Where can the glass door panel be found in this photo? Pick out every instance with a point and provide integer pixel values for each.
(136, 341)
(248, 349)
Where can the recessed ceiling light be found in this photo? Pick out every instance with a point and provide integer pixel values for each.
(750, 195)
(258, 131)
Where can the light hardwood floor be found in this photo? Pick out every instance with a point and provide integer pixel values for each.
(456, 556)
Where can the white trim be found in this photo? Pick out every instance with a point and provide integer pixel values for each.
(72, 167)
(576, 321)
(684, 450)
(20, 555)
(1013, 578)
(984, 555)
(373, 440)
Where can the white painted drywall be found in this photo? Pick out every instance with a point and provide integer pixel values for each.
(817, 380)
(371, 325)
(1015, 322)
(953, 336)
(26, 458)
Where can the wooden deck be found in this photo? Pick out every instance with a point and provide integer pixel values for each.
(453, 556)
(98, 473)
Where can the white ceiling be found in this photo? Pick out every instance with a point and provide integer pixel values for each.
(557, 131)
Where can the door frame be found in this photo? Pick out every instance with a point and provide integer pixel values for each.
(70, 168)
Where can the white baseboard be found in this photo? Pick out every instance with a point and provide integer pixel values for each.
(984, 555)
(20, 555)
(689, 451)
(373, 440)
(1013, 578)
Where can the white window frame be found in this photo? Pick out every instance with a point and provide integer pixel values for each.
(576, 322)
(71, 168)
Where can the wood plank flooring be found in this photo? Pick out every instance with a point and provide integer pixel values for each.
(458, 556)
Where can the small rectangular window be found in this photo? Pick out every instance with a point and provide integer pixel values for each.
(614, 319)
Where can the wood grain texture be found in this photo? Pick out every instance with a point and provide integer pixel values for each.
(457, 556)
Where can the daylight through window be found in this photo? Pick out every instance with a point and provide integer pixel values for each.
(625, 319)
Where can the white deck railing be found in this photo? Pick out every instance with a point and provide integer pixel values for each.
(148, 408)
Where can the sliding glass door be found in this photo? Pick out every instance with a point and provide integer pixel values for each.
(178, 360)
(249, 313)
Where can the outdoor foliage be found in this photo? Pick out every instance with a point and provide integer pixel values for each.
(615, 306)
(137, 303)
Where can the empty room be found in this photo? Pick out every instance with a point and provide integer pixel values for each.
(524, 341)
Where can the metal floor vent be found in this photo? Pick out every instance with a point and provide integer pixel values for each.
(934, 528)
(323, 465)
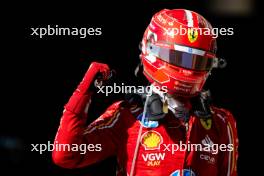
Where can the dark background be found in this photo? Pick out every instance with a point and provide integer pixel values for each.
(39, 75)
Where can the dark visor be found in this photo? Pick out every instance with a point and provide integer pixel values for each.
(182, 59)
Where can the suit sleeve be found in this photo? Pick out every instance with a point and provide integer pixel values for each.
(228, 166)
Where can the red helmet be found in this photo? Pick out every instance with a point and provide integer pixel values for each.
(177, 52)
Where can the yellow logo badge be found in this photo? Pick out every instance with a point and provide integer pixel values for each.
(206, 123)
(151, 140)
(192, 34)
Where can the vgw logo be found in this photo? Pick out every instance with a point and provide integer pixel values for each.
(151, 140)
(153, 159)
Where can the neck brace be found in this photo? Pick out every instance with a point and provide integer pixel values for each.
(179, 108)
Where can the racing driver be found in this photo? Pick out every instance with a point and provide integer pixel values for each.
(154, 134)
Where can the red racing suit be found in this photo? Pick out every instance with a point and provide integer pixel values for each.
(115, 133)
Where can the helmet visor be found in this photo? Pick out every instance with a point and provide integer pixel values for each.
(190, 59)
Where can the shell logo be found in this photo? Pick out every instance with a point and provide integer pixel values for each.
(151, 140)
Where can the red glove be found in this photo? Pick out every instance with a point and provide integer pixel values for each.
(81, 97)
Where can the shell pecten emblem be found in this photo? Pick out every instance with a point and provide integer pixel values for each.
(151, 140)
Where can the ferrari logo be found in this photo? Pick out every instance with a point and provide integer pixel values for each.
(206, 123)
(192, 35)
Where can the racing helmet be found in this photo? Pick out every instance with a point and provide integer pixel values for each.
(178, 51)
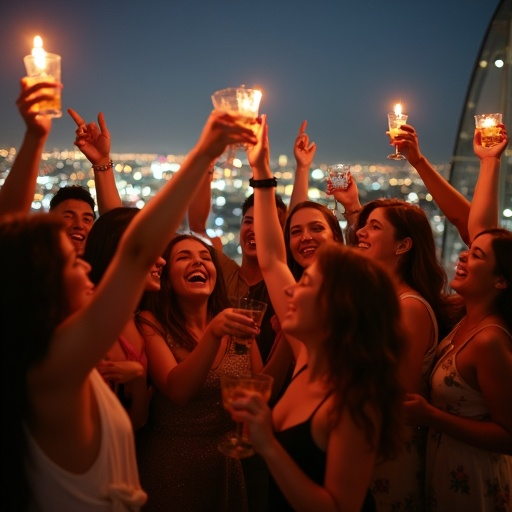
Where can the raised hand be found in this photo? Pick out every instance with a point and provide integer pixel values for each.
(37, 125)
(230, 322)
(493, 151)
(92, 139)
(303, 150)
(259, 154)
(221, 130)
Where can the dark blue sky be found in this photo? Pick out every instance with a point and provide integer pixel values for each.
(151, 67)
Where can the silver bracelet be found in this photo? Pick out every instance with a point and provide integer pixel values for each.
(105, 167)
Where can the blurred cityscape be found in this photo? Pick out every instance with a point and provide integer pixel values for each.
(140, 176)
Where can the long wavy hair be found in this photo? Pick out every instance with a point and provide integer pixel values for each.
(32, 304)
(165, 306)
(104, 238)
(419, 266)
(331, 220)
(502, 247)
(365, 345)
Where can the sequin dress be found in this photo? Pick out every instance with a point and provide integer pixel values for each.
(398, 484)
(460, 476)
(179, 462)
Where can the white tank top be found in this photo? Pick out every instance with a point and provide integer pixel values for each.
(110, 484)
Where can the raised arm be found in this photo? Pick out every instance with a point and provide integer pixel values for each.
(17, 193)
(484, 206)
(304, 152)
(200, 207)
(93, 140)
(270, 245)
(119, 292)
(451, 202)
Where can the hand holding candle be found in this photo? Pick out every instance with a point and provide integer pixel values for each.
(488, 125)
(395, 120)
(42, 66)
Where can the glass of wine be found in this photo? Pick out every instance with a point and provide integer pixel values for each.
(339, 178)
(238, 101)
(252, 308)
(395, 120)
(236, 444)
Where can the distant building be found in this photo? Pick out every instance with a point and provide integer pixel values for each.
(490, 90)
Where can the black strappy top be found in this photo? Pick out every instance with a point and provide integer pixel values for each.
(301, 447)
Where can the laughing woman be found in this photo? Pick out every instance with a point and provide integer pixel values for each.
(187, 328)
(469, 462)
(340, 412)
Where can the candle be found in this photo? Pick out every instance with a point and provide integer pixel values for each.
(487, 125)
(42, 66)
(398, 111)
(39, 54)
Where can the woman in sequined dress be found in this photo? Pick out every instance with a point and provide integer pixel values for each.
(187, 327)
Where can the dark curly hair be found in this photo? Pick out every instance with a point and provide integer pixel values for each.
(365, 344)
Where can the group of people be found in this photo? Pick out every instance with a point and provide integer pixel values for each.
(390, 391)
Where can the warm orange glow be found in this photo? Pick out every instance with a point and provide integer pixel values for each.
(38, 53)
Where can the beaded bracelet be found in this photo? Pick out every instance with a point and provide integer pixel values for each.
(268, 183)
(105, 167)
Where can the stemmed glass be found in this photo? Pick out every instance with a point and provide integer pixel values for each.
(236, 444)
(338, 177)
(238, 101)
(254, 309)
(395, 120)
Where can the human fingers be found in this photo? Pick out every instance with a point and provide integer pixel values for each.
(102, 124)
(76, 117)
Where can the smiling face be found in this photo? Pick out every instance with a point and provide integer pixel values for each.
(308, 231)
(376, 239)
(153, 281)
(191, 270)
(78, 218)
(475, 275)
(304, 315)
(78, 287)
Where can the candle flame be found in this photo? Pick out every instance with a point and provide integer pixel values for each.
(38, 53)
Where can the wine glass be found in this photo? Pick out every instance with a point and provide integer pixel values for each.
(236, 444)
(239, 101)
(395, 120)
(252, 308)
(487, 125)
(339, 178)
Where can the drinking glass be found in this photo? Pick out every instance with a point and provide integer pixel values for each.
(45, 67)
(395, 121)
(236, 444)
(339, 178)
(487, 125)
(252, 308)
(239, 101)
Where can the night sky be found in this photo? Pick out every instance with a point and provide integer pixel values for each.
(151, 67)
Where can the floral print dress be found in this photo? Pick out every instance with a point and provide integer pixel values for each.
(461, 477)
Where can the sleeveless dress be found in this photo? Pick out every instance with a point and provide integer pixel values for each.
(460, 476)
(111, 484)
(398, 484)
(179, 461)
(301, 447)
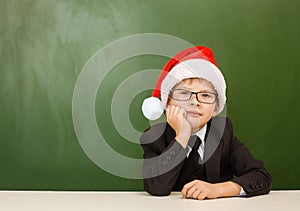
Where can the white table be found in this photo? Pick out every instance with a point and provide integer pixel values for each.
(141, 201)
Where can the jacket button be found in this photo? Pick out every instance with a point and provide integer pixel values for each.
(172, 153)
(253, 185)
(260, 184)
(165, 162)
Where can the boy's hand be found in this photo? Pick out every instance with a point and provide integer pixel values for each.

────────────────

## SHORT TASK
Copy the data above word for word, starting at the line that contains "Where can the floral" and continuing through the last line of the data. Leave the pictures out of your copy.

## EXPECTED OUTPUT
Where can the floral print dress be found in this photo? Pick out every instance with a point and provide integer pixel values for each.
(461, 477)
Where can the sleeveless dress be found in this photo? Pick out every instance with a point and provide integer pixel values for each.
(460, 476)
(111, 484)
(398, 484)
(179, 461)
(301, 447)
Where can the white table be found in this photo? Pick out every instance with a point and provide integer pixel values for each.
(141, 201)
Where can the jacket button be found in this photo? Pick out every instance with a point and provide integer pixel values for each.
(172, 153)
(253, 185)
(260, 184)
(165, 162)
Where can the boy's hand be found in this photo? Pick out every instance with a point and provide integer pixel values for each.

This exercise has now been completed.